(PROVIDED TEXT begins)
Conjecture and myth making cloud the history of many wine grapes, but the origins and travels of Malbec may be foremost among these. The acquisition of the name “Malbec” is just the starting point for the confusion that surrounds this grape variety. There are two central stories regarding the origin of the name that may be independent or may in fact be linked. The most grandiose of the tales has the grape named for a Hungarian peasant living in France during the 19th century with the surname of Malbec (or Malbeck) who was the first to proclaim the virtues of the variety and spread its cultivation throughout the country. The story has aspects akin to the fact laced with myth of Johnny Appleseed in America who reportedly wandered from Pennsylvania to Illinois planting apple orchards as he went. Numerous published accounts of Malbec relate the story of this Hungarian without any attribution or substantiation, so how real is this version of events?
(PROVIDED TEXT ends)
(DATA FOR ANALYSIS begins)
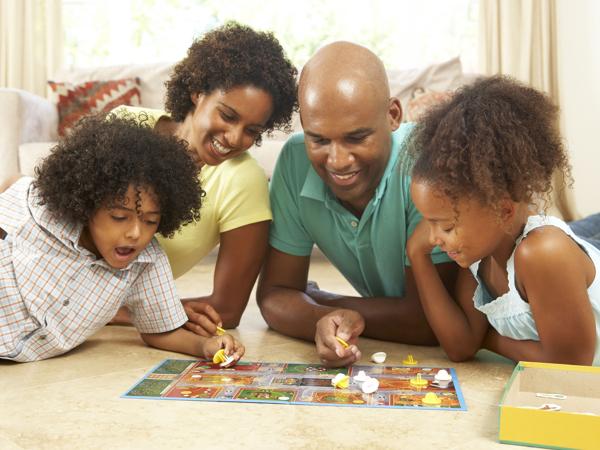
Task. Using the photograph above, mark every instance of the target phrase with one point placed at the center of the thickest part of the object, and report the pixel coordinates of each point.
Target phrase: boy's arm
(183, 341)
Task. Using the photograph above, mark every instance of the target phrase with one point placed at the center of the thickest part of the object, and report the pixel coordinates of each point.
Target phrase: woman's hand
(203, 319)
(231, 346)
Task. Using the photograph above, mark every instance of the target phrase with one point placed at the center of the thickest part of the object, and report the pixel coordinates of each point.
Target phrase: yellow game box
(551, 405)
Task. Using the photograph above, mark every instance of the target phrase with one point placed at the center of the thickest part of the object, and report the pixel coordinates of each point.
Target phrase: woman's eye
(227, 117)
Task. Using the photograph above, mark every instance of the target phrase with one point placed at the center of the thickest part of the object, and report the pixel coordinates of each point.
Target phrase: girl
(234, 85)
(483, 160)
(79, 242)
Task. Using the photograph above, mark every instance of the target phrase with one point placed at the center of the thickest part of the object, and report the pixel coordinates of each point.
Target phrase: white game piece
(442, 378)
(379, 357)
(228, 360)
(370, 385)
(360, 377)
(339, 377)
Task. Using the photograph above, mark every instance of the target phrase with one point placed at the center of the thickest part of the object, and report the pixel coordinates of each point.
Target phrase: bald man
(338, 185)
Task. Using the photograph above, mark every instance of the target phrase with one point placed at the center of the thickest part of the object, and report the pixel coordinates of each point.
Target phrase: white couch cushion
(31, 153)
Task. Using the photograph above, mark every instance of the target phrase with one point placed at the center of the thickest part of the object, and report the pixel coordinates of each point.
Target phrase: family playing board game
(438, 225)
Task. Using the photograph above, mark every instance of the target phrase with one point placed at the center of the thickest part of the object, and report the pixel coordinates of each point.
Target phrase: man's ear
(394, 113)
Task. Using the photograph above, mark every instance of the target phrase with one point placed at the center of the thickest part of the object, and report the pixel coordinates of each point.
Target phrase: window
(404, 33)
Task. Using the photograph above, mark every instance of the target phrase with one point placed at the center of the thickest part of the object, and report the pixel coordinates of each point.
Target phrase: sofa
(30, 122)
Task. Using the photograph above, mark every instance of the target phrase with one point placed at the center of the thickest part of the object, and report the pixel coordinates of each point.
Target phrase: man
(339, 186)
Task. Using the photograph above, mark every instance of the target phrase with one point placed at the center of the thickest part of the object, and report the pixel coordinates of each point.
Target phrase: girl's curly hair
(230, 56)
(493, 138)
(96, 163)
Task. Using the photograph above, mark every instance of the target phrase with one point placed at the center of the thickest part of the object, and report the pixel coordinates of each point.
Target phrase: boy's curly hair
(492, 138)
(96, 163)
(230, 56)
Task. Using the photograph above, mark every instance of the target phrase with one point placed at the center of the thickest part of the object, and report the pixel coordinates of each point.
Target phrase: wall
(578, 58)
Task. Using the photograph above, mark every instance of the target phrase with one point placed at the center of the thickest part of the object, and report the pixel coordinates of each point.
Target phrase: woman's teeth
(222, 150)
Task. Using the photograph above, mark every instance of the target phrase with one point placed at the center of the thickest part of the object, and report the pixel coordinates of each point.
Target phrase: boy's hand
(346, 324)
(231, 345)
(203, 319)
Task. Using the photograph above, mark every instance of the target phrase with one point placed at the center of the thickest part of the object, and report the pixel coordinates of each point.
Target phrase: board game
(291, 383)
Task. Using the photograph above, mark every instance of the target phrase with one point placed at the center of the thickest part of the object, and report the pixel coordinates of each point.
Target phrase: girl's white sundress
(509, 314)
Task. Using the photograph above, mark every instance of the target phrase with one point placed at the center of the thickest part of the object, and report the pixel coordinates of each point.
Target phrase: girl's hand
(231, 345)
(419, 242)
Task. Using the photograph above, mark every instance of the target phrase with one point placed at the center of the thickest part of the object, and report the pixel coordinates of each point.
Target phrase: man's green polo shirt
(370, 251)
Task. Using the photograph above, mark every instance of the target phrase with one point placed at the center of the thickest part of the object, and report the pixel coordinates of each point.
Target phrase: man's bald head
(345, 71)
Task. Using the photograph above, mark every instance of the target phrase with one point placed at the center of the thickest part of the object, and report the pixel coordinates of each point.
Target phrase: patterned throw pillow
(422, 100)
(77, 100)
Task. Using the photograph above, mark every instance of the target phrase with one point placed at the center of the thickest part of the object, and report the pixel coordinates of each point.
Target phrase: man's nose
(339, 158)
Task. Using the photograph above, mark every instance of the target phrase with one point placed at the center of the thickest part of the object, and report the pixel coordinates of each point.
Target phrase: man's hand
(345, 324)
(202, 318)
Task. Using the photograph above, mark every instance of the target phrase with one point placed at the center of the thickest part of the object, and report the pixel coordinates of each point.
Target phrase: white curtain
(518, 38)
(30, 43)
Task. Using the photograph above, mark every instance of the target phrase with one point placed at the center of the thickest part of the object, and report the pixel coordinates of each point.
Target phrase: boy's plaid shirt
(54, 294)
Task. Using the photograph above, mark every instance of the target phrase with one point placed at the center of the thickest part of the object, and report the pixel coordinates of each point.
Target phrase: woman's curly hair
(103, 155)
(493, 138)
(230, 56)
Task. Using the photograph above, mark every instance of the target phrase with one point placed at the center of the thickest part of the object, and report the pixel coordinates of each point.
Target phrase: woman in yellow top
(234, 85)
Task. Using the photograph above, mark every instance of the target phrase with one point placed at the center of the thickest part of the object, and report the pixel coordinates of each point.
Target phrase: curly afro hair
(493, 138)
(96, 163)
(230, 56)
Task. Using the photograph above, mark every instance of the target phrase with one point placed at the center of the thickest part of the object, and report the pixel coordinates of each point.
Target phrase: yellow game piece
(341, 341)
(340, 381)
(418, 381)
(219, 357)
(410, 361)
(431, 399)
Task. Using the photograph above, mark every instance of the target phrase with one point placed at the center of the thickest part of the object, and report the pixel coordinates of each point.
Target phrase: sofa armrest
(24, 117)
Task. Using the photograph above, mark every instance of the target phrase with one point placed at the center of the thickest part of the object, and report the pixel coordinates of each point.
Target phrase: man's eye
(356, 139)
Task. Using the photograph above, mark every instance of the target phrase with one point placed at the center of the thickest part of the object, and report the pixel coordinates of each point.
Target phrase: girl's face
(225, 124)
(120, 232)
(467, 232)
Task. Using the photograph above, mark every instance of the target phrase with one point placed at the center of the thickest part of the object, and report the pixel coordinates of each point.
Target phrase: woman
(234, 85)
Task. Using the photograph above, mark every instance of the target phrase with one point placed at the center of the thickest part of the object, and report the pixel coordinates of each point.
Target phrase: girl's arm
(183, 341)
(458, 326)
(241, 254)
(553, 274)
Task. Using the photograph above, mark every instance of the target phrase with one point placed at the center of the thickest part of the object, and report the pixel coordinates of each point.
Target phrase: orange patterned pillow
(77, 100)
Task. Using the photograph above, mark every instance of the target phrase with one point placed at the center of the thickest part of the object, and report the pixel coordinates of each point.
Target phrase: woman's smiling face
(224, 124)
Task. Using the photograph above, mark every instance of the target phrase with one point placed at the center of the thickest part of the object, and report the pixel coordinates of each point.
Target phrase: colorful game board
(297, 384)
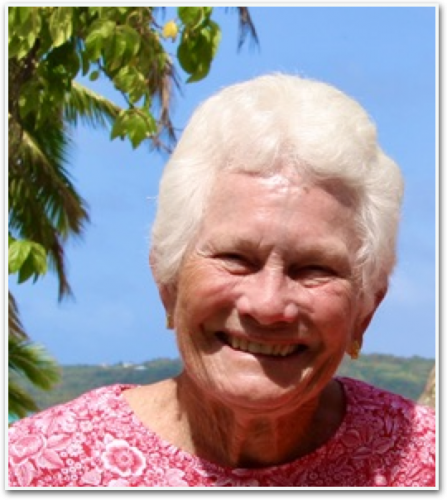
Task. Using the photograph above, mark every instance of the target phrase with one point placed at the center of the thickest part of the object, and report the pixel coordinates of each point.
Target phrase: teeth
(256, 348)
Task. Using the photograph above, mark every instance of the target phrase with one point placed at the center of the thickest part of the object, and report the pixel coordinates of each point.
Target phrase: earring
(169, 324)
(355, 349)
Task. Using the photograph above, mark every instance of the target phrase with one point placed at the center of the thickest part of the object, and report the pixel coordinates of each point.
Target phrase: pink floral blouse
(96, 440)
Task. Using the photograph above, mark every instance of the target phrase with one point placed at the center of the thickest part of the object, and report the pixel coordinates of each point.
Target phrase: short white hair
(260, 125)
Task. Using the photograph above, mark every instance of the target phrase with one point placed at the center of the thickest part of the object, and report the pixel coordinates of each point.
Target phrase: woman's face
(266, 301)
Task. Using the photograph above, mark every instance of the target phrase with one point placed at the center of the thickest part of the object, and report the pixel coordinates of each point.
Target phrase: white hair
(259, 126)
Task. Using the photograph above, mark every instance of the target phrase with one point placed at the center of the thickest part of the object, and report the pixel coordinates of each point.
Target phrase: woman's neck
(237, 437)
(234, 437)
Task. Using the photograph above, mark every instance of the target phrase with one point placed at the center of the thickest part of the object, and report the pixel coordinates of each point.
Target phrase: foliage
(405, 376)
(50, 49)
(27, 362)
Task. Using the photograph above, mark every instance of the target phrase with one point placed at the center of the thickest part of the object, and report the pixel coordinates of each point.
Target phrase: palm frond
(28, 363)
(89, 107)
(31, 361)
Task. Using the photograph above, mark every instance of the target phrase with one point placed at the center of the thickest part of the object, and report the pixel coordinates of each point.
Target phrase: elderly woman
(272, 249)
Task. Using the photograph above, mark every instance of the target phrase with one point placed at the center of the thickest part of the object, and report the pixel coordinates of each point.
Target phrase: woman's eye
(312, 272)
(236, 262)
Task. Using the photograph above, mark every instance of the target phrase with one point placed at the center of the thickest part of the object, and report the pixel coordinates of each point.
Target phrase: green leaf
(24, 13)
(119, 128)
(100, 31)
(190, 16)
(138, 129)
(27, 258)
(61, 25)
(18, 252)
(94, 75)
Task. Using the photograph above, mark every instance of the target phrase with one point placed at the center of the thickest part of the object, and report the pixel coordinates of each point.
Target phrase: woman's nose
(DATA FOR ANALYSIS ends)
* EXERCISE INSTRUCTIONS *
a) Answer these from the Malbec passage:
(i) How many central stories about the origin of the name "Malbec" does it mention?
(ii) In which century was the peasant named Malbec said to be living in France?
(iii) According to the passage, from which state to which state did Johnny Appleseed reportedly wander?
b) Carry on the Malbec passage from its last sentence.
These items have no connection to the text about Malbec.

* REPLIES *
a)
(i) Two.
(ii) The 19th century.
(iii) From Pennsylvania to Illinois.

b)
First, it is known that the grape now commonly known as Malbec actually had a long history under other names likely back to the Middle Ages prior to the 10th century AD. The grape was generally referred to as Côt but depending on the region of cultivation had a variety of different names. Different sources report that the grape has between 400 and over one thousand synonymous names, with Malbec being only one of the most recent forms that has gained worldwide adoption. Therefore, it is clear that if the Hungarian Malbec did in fact exist, he was not the first to promote and plant the grape variety throughout France; this had been accomplished long before his arrival.
A potential version that may have credibility is that Mr. Malbec was the first to actively exhort growers in the Bordeaux region to plant this specific grape variety. The Côt grape was most famous from the Cahors region (also known there as Auxerrois) in France where the Romans introduced it and often wrote of its high quality. Cahors is about 150 miles from Bordeaux, so the grape may have been previously not grown in this region creating an opportunity for the Hungarian to do the first plantings. Even this version is somewhat suspect because Cahors and Bordeaux are actually linked by the river Lot, and shipments of wine from Cahors had to travel through the Bordelaise port for distribution. Logic would infer that the growers in Bordeaux had to have been highly familiar with the acclaimed wine made from Côt grapes in Cahors and likely would have tried to cultivate this grape, at least in some small way to see if they could get similar results. The evidence for a major role played by Mr. Malbec in the history of the grape appears tenuous, although there certainly could have been a grower by that name who was a vocal supporter for its expanded planting.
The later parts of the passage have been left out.